THE REQUEST: Rewrite every one of the records below, changing "pixel coordinates" to "image coordinates" and keeping everything else the same. Leave the pictures out of your answer.

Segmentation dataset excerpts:
⟨

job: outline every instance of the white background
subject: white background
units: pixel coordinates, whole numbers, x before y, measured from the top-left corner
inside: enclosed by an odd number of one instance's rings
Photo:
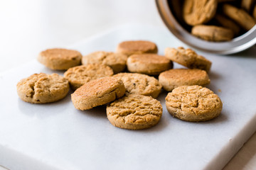
[[[164,27],[153,0],[1,0],[0,72],[127,23]],[[255,134],[224,169],[255,166]]]

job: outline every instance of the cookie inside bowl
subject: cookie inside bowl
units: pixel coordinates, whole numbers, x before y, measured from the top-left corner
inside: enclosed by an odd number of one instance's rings
[[[193,47],[212,53],[231,54],[247,49],[256,42],[255,20],[252,17],[250,16],[253,21],[251,21],[252,24],[248,30],[223,12],[226,6],[238,8],[237,6],[240,1],[159,0],[156,2],[159,14],[169,30]],[[215,7],[211,8],[214,6]],[[186,21],[188,19],[186,20],[184,16],[192,21]],[[222,21],[222,18],[226,19],[225,21]],[[237,26],[236,28],[231,26],[235,30],[224,26],[223,23],[226,23],[227,20]]]

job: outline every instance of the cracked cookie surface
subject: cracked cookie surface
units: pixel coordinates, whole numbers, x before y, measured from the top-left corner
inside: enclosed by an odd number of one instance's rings
[[[185,49],[178,47],[177,49],[166,47],[165,56],[173,62],[177,62],[188,69],[199,69],[209,72],[211,67],[211,62],[198,55],[190,48]]]
[[[90,81],[111,76],[113,74],[113,70],[107,65],[90,64],[68,69],[64,73],[64,77],[68,80],[71,88],[75,90]]]
[[[206,121],[220,114],[223,103],[217,94],[201,86],[183,86],[166,97],[169,113],[183,120]]]
[[[71,100],[75,108],[84,110],[113,101],[124,94],[119,79],[105,77],[85,83],[71,94]]]
[[[151,96],[131,94],[107,106],[110,122],[116,127],[139,130],[156,125],[163,113],[160,102]]]
[[[231,29],[206,25],[193,26],[191,33],[196,37],[208,41],[228,41],[234,37],[234,33]]]
[[[149,75],[159,75],[174,66],[166,57],[154,54],[133,55],[128,58],[127,64],[131,72]]]
[[[159,83],[167,91],[184,85],[206,86],[210,82],[206,71],[196,69],[170,69],[161,73],[159,79]]]
[[[142,94],[157,98],[162,88],[156,79],[142,74],[119,73],[113,77],[118,77],[122,81],[127,95]]]
[[[97,51],[82,57],[82,64],[102,64],[110,67],[114,74],[122,72],[126,67],[127,55],[112,52]]]
[[[32,103],[46,103],[59,101],[69,91],[68,79],[58,74],[34,74],[17,84],[18,96]]]
[[[40,52],[38,60],[46,67],[56,70],[65,70],[81,64],[82,55],[76,50],[52,48]]]
[[[185,0],[183,16],[186,23],[196,26],[209,21],[217,11],[217,0]]]

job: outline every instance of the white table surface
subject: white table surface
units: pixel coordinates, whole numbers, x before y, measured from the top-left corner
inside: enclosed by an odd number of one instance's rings
[[[153,0],[1,1],[0,72],[127,23],[164,27]],[[255,167],[256,134],[223,169]]]

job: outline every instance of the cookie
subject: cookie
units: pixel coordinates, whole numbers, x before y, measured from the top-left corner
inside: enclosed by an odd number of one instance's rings
[[[255,18],[255,20],[256,21],[256,5],[255,5],[255,6],[254,7],[254,9],[253,9],[252,16]]]
[[[213,119],[220,114],[223,108],[218,95],[197,85],[174,89],[168,94],[166,105],[171,115],[190,122]]]
[[[186,23],[196,26],[212,19],[217,11],[217,0],[185,0],[183,16]]]
[[[238,23],[245,30],[250,30],[255,25],[255,21],[247,12],[230,4],[223,6],[223,13]]]
[[[34,74],[17,84],[18,96],[31,103],[59,101],[67,96],[69,89],[68,81],[57,74]]]
[[[254,5],[255,4],[255,0],[242,0],[241,7],[247,13],[250,13]]]
[[[117,128],[140,130],[156,125],[163,113],[160,102],[150,96],[131,94],[107,106],[107,118]]]
[[[179,47],[177,49],[167,47],[165,56],[171,60],[183,65],[189,69],[199,69],[210,72],[211,62],[198,55],[191,49]]]
[[[113,76],[119,78],[124,84],[126,94],[142,94],[157,98],[161,85],[153,76],[138,73],[119,73]]]
[[[164,89],[168,91],[184,85],[206,86],[210,82],[206,71],[196,69],[170,69],[161,73],[159,79]]]
[[[192,28],[191,33],[208,41],[228,41],[234,37],[232,30],[215,26],[196,26]]]
[[[64,77],[68,80],[72,89],[75,90],[90,81],[113,74],[113,70],[107,65],[89,64],[68,69],[64,73]]]
[[[71,100],[75,108],[84,110],[107,104],[124,94],[125,88],[119,79],[105,77],[85,83],[71,94]]]
[[[56,70],[65,70],[81,64],[82,55],[75,50],[53,48],[40,52],[38,60],[46,67]]]
[[[223,27],[232,30],[235,35],[239,33],[240,28],[232,20],[220,14],[216,14],[214,18]]]
[[[117,52],[128,56],[136,54],[157,53],[158,49],[155,43],[146,40],[124,41],[119,43]]]
[[[126,67],[127,56],[122,53],[97,51],[82,57],[82,64],[103,64],[110,67],[114,74],[124,71]]]
[[[173,68],[173,62],[170,60],[154,54],[133,55],[128,58],[127,64],[131,72],[149,75],[159,75]]]
[[[218,3],[235,1],[237,0],[218,0]]]

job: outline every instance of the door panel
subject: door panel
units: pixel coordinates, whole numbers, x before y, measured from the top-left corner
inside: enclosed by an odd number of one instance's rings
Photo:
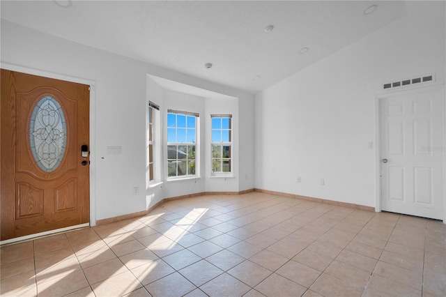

⟩

EXERCISE OUTPUT:
job: outline every instance of the white background
subject: white background
units: image coordinates, whole numbers, x before y, measured from the top-left corner
inside: enclosed by an odd number of one instance's rings
Photo:
[[[164,27],[153,0],[1,0],[0,72],[127,23]],[[255,134],[224,169],[255,166]]]

job: outline every instance of the cookie inside bowl
subject: cookie inside bowl
units: image coordinates, whole numbers, x before y, measured from the top-left corner
inside: enclosed by an odd number of one instance's rings
[[[193,47],[212,53],[231,54],[247,49],[256,42],[255,20],[252,17],[250,16],[253,21],[251,21],[252,24],[248,30],[223,12],[226,6],[238,8],[237,6],[240,1],[159,0],[156,2],[159,14],[169,30]],[[215,7],[211,8],[214,6]],[[186,21],[188,19],[186,20],[184,16],[192,21]],[[222,21],[222,18],[226,19],[225,21]],[[237,26],[236,28],[231,26],[235,30],[224,26],[223,23],[226,23],[227,20]]]

job: outline every instance of the cracked cookie surface
subject: cracked cookie surface
units: image coordinates, whole numbers, x before y, measured from the top-left corner
inside: enclosed by an odd number of one instance's rings
[[[185,49],[178,47],[177,49],[166,47],[165,56],[173,62],[177,62],[188,69],[199,69],[209,72],[211,67],[211,62],[198,55],[190,48]]]
[[[90,81],[111,76],[113,74],[113,70],[107,65],[90,64],[68,69],[64,73],[64,77],[68,80],[71,88],[75,90]]]
[[[206,121],[220,114],[223,103],[217,94],[201,86],[183,86],[166,97],[169,113],[183,120]]]
[[[71,100],[75,108],[84,110],[113,101],[124,94],[119,79],[105,77],[85,83],[71,94]]]
[[[151,96],[131,94],[107,106],[110,122],[116,127],[139,130],[156,125],[163,113],[160,102]]]
[[[231,29],[206,25],[193,26],[191,33],[196,37],[208,41],[228,41],[234,37],[234,33]]]
[[[149,75],[159,75],[174,66],[166,57],[154,54],[133,55],[128,58],[127,64],[131,72]]]
[[[159,83],[167,91],[184,85],[206,86],[210,82],[206,71],[196,69],[170,69],[161,73],[159,79]]]
[[[142,94],[157,98],[162,88],[156,79],[142,74],[119,73],[113,77],[118,77],[122,81],[127,95]]]
[[[97,51],[82,57],[82,64],[102,64],[110,67],[114,74],[122,72],[126,67],[127,55],[112,52]]]
[[[32,103],[46,103],[59,101],[69,91],[68,79],[58,74],[34,74],[17,84],[18,96]]]
[[[40,52],[38,60],[46,67],[56,70],[65,70],[81,64],[82,55],[76,50],[52,48]]]
[[[185,0],[183,16],[186,23],[196,26],[209,21],[217,11],[217,0]]]

job: outline every instance of the white table surface
subject: white table surface
units: image coordinates, whole numbers, x before y, measured from the top-left corner
inside: enclosed by an odd number of one instance's rings
[[[153,0],[1,1],[0,72],[127,23],[164,27]],[[255,167],[256,134],[223,169]]]

job: outline every instance of the cookie
subject: cookie
units: image coordinates, whole numbers, x before y, measured from the top-left corner
inside: enclosed by an odd number of one instance's rings
[[[255,18],[255,20],[256,21],[256,5],[255,5],[255,6],[254,7],[254,9],[253,9],[252,16]]]
[[[213,119],[220,114],[223,108],[218,95],[197,85],[174,89],[168,94],[166,105],[171,115],[190,122]]]
[[[186,23],[196,26],[212,19],[217,11],[217,0],[185,0],[183,16]]]
[[[238,23],[245,30],[250,30],[255,25],[255,21],[247,12],[230,4],[223,6],[223,13]]]
[[[34,74],[17,84],[18,96],[31,103],[59,101],[67,96],[69,89],[68,81],[57,74]]]
[[[254,5],[255,4],[255,0],[242,0],[241,7],[247,13],[250,13]]]
[[[117,128],[140,130],[156,125],[163,113],[160,102],[150,96],[131,94],[107,106],[107,118]]]
[[[179,47],[177,49],[167,47],[165,56],[171,60],[183,65],[189,69],[199,69],[210,72],[211,62],[198,55],[191,49]]]
[[[113,76],[119,78],[124,84],[126,94],[142,94],[157,98],[161,85],[153,76],[138,73],[119,73]]]
[[[164,89],[168,91],[184,85],[206,86],[210,82],[206,71],[196,69],[170,69],[161,73],[159,79]]]
[[[192,28],[191,33],[208,41],[228,41],[234,37],[232,30],[215,26],[196,26]]]
[[[64,77],[68,80],[72,89],[75,90],[90,81],[113,74],[113,70],[107,65],[89,64],[68,69],[64,73]]]
[[[71,100],[75,108],[84,110],[107,104],[124,94],[125,88],[119,79],[105,77],[85,83],[71,94]]]
[[[56,70],[65,70],[81,64],[82,55],[75,50],[53,48],[40,52],[38,60],[46,67]]]
[[[223,27],[232,30],[235,35],[239,33],[240,28],[232,20],[220,14],[216,14],[214,18]]]
[[[117,52],[128,56],[136,54],[157,53],[158,49],[155,43],[146,40],[124,41],[119,43]]]
[[[126,67],[127,56],[122,53],[97,51],[82,57],[82,64],[103,64],[110,67],[114,74],[124,71]]]
[[[173,68],[173,62],[170,60],[154,54],[133,55],[128,58],[127,64],[131,72],[149,75],[159,75]]]
[[[218,3],[235,1],[237,0],[218,0]]]

job: outline every instance of the door panel
subject: door panel
units: image coordinates, whole numbers, x before y, measured from the top-left corner
inside: enclosed by an odd number of one instance's rings
Photo:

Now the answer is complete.